* [Work request]:
The records below need to be restated word for word.

┌─ Given data

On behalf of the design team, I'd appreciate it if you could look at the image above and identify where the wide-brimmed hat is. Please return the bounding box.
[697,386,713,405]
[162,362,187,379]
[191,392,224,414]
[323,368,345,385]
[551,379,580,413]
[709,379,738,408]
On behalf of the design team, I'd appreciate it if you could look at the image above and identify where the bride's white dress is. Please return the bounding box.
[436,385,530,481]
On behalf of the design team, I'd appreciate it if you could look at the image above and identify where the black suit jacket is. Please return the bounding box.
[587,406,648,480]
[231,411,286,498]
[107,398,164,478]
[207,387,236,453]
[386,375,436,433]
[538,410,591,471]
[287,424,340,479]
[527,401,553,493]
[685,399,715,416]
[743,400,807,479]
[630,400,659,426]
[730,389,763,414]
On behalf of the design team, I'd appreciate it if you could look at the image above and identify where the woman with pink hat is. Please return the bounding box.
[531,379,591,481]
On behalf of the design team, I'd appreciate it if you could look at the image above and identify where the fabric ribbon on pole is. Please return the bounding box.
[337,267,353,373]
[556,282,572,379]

└─

* [Output below]:
On behalf of the design team, I'd appreciate it if you could look at the image above and identify where the wide-brimmed hat is. Please return the bounding box.
[697,386,713,405]
[162,362,187,379]
[191,392,224,414]
[323,368,345,385]
[551,379,580,413]
[709,379,738,408]
On behalf of the design team, I'd appreciate it if you could look at the image above and identify where the bride's white dress is. Please return the bounding box.
[436,385,530,481]
On behalf of the design team, I'd appreciate it if you could look at the image above and identify where the black suit jacket is. Please return the bounding box.
[587,406,648,480]
[231,411,286,498]
[107,398,164,478]
[207,387,236,453]
[386,375,436,433]
[538,410,591,471]
[287,424,340,479]
[527,401,553,493]
[685,399,715,416]
[743,400,807,479]
[630,400,659,426]
[730,389,763,414]
On behalf of the design team, I'd appreciate it if you could look at the image above and identify where the woman with pink hat is. Please return the bounding box.
[531,379,591,481]
On behalf of the design team, I'd appreciate it if you could look at the image above and identify where the fabric ribbon on pole is. Please return the bounding box.
[337,267,353,373]
[556,282,572,379]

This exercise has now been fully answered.